Was She Pretty? may suggest that anxieties over exes are universal, it also subtlety critiques its circle of privileged sufferers.

Leanne Shapton’s Was She Pretty? is not a comic in a traditional sense. No talk balloons and caption boxes, no panels and gutters, not even recurrent characters or a plotline. Shapton instead offers variations on a single theme, a litany of ex-lovers and their lingering presence in new relationships.

The table-of-contents features over 50 first names, the vast majority women, their status as ex- or current girlfriends unmarked, because each couple is also a triangle. Josephine and Robert plus Robert’s ex, Alicia. Jennifer and Richard plus Richard’s ex, Cassandra. Alicia and Cassandra remain not only as memories for Robert and Richard but as new, evolving conflicts for Josephine and Jennifer. Most of Shapton’s drawings are of women, with about a dozen of the one hundred or so images featuring men, making women both the primary haunters and the haunted.

Shapton’s form reflects her subject well. Each two-page spread is a kind of couplet: words on the left, drawing on the right. The words, usually one or two sentences, are typeset and centered on otherwise blank pages. The drawings are ink sketches, executed in a quick, gestural style, that occupy the majority of their pages. While the words and images are linked by their exclusive use of black on open white backgrounds, the effect is division, with the center margin separating the two halves of each image-text. The thin, regular shapes of the font also contrast the thicker, irregular lines of the sketches that evoke their moments of creation by Shapton’s living hand. The words evoke only the impersonal process of book manufacturing.

The contrast is especially pronounced since Shapton presents the words of the cover and preceding Prelude in her own handwriting, a style that emphasizes the same, intentionally uneven line qualities as her drawings. The cover art consists only of the looping letters of her title with no other illustration, further emphasizing the drawn quality of the words — reminiscent of Henri Matisse’s own over-sized handwritten words in his 1947 painting, Jazz. Shapton’s Prelude pages also include words and images on both left and right pages, further preparing her contrasting couplets.

In nearly every case, a lefthand sentence names a character who the accompanying drawing appears to depict. Shapton writes, “Jason’s ex-girlfriend was Taylor”, and so the drawing of a woman on the facing page appears to be Taylor. This is deceptively simple. Gender assumptions prevent the image from representing Jason, but Shapton sometimes includes two female referents: “Martin had never mentioned his hauntingly beautiful ex-girlfriend Carwai to Heidi.” The sketch of a woman’s head fills the next page. She appears to be Carwai, not Hedi, in part because her minimally drawn face could be described as “beautiful” — though those features are “hauntingly beautiful” only as a result of the juxtaposed words. The image might as easily be Heidi. But when Shapton writes, “… Mimi found out that it was Evan’s ex-girlfriend Cindy who tried to strangle her in the schoolyard when she was eight,” the facing image of a child appears to be Mimi, not Cindy the ex. This is likely because the child’s eyes are downcast and her hands pocketed, the posture of a victim, not a bully. But again the link is inherently ambiguous.

Data
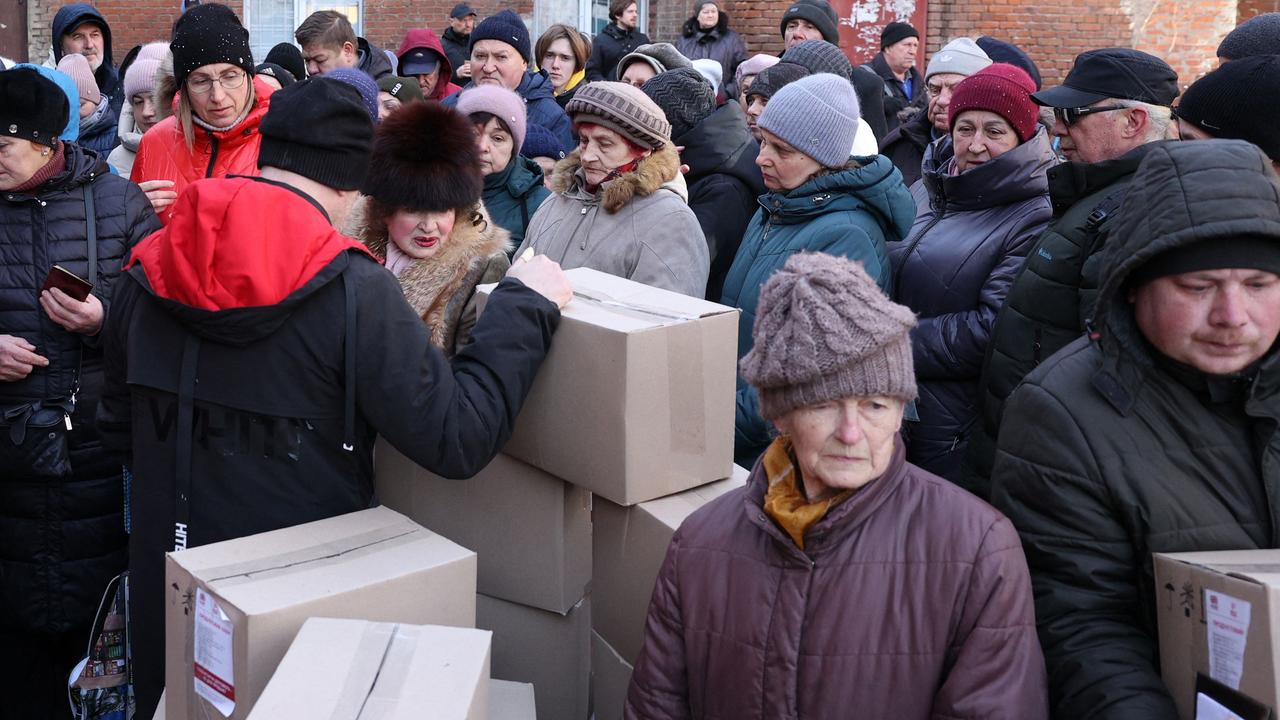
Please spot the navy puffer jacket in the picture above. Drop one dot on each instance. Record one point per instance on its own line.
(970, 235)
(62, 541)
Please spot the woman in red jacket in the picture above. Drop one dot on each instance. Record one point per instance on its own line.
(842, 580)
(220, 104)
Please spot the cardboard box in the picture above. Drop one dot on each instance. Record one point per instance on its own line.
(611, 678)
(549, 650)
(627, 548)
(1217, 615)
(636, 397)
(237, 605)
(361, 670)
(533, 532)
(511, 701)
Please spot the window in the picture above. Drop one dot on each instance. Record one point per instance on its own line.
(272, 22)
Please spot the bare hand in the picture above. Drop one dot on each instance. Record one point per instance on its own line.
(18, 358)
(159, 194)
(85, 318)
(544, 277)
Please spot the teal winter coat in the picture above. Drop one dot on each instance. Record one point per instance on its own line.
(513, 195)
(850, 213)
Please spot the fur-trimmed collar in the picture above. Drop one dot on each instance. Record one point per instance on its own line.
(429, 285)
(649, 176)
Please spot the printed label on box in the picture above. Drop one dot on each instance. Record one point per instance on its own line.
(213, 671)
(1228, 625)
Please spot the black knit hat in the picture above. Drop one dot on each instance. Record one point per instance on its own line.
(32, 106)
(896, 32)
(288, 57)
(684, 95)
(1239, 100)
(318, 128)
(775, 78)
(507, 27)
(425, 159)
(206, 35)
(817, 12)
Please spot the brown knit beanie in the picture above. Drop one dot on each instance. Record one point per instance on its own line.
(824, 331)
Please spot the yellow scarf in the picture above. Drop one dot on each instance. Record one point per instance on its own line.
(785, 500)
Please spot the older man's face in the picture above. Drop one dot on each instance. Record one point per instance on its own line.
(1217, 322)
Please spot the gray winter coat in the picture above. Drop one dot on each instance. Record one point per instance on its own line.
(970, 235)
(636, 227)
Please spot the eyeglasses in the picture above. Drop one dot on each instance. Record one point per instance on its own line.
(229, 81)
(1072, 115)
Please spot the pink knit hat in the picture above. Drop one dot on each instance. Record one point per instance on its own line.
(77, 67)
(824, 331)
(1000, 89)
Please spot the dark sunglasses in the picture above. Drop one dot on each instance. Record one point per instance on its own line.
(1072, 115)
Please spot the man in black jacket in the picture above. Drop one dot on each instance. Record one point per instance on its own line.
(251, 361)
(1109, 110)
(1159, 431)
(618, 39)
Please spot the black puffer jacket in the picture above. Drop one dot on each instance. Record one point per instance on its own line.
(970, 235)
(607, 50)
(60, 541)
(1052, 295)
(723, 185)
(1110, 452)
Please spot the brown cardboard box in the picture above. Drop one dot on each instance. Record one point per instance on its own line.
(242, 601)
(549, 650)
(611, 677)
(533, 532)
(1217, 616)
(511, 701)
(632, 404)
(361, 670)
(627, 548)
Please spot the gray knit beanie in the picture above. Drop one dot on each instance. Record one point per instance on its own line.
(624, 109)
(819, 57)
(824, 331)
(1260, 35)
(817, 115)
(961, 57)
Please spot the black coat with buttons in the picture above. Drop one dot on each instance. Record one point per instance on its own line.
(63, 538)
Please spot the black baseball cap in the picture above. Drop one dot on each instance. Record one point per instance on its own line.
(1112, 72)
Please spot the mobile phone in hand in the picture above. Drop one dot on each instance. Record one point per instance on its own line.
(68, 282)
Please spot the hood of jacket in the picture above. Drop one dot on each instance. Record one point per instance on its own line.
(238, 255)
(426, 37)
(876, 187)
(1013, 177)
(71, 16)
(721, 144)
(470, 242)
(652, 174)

Given request A
Summarize the text on Was She Pretty? in two sentences.
Given request B
Retype the stretch of the text on Was She Pretty? from "Leanne Shapton’s Was" through "in new relationships.".

Task result A
Leanne Shapton's Was She Pretty? is not a traditional comic but a set of variations on ex-lovers and their lingering presence in new relationships, laid out in two-page spreads with typeset words on the left and ink sketches on the right. The thin, regular font contrasts with the irregular hand-drawn lines to create division within each spread, and although a lefthand sentence nearly always names a character the facing drawing appears to depict, the link between word and image is inherently ambiguous.

Task result B
Leanne Shapton’s Was She Pretty? is not a comic in a traditional sense. No talk balloons and caption boxes, no panels and gutters, not even recurrent characters or a plotline. Shapton instead offers variations on a single theme, a litany of ex-lovers and their lingering presence in new relationships.